Quoted text >>
^^^^^^^^^^^^^^^^

Pasal Kau!, also known as All Because of You!, is a 2020 Malaysian Malay-language action romantic comedy film. It tells the story of two hotel workers named Aiman and Jane, who discovers their feelings towards each other when the seaside luxury hotel is suddenly held hostage by kidnappers.

It was released on 1 October 2020 on Netflix.

The film is directed by Adrian Teh. It is the first Netflix Malaysian original film.

Synopsis 
Hotel staff Aiman (Hairul Azreen) is a happy-go-lucky boy working at a seaside resort hotel. His female colleague, Jane (Janna Nick) has a secret crush on him. One day Aiman falls in love with a guest Sofia. But things go worse when the hotel is suddenly held hostage by a group of kidnappers. Aiman and his friends must band together to come up with an action-packed plan to save the day. And Aiman might discover that his heart may lie with someone else after all. How will their story go?

^^^^^^^^^^^^^^^^

Required tasks >>
• A. List every character named in the synopsis of the Pasal Kau! article.
• B. Answer these from the Pasal Kau! article, one line each:
(i) On what date was the film released?
(ii) Who directed it?
(iii) Which actor plays Jane?
• C. Recast the paragraph of the Pasal Kau! article that begins "Hotel staff Aiman" as a short bulleted list that keeps its main facts.

Records provided >>
^^^^^^^^^^^^^^^^

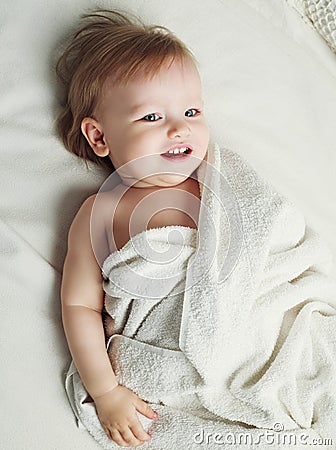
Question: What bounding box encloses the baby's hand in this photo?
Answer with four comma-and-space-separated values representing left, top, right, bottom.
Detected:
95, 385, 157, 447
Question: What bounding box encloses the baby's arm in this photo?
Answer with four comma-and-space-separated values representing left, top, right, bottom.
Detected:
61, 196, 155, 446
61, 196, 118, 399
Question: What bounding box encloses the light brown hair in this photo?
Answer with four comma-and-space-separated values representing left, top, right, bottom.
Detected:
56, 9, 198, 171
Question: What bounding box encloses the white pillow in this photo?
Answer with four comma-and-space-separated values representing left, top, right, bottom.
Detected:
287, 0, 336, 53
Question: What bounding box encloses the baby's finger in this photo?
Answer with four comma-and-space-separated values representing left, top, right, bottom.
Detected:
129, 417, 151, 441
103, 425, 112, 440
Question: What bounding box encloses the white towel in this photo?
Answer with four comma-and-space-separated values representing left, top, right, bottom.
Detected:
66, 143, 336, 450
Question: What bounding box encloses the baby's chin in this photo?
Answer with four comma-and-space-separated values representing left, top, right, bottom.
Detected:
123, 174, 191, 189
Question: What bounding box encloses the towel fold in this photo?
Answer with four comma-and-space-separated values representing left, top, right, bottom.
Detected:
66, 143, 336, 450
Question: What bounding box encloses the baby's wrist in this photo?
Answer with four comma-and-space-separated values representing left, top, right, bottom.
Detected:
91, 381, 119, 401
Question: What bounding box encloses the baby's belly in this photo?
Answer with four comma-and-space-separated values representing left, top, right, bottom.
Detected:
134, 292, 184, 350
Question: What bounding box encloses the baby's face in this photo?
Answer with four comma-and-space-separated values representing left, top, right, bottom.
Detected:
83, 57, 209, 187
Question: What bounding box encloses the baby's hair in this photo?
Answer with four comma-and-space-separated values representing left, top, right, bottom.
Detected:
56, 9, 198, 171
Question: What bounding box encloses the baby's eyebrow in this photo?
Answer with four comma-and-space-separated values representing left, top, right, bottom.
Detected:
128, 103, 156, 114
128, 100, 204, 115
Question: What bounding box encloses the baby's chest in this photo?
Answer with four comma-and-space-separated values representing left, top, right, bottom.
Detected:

^^^^^^^^^^^^^^^^

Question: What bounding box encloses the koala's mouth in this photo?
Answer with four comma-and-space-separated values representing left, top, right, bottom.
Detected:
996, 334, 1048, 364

^^^^^^^^^^^^^^^^

Results of the exercise >>
• A. Aiman, Jane, Sofia

• B.
(i) 1 October 2020
(ii) Adrian Teh
(iii) Janna Nick

• C.
- Aiman (Hairul Azreen) is a happy-go-lucky hotel worker at a seaside resort.
- His colleague Jane (Janna Nick) secretly has a crush on him.
- Aiman falls in love with a guest named Sofia.
- A group of kidnappers suddenly takes the hotel hostage.
- Aiman and his friends band together on an action-packed plan to save the day.
- Aiman may find that his heart lies with someone else after all.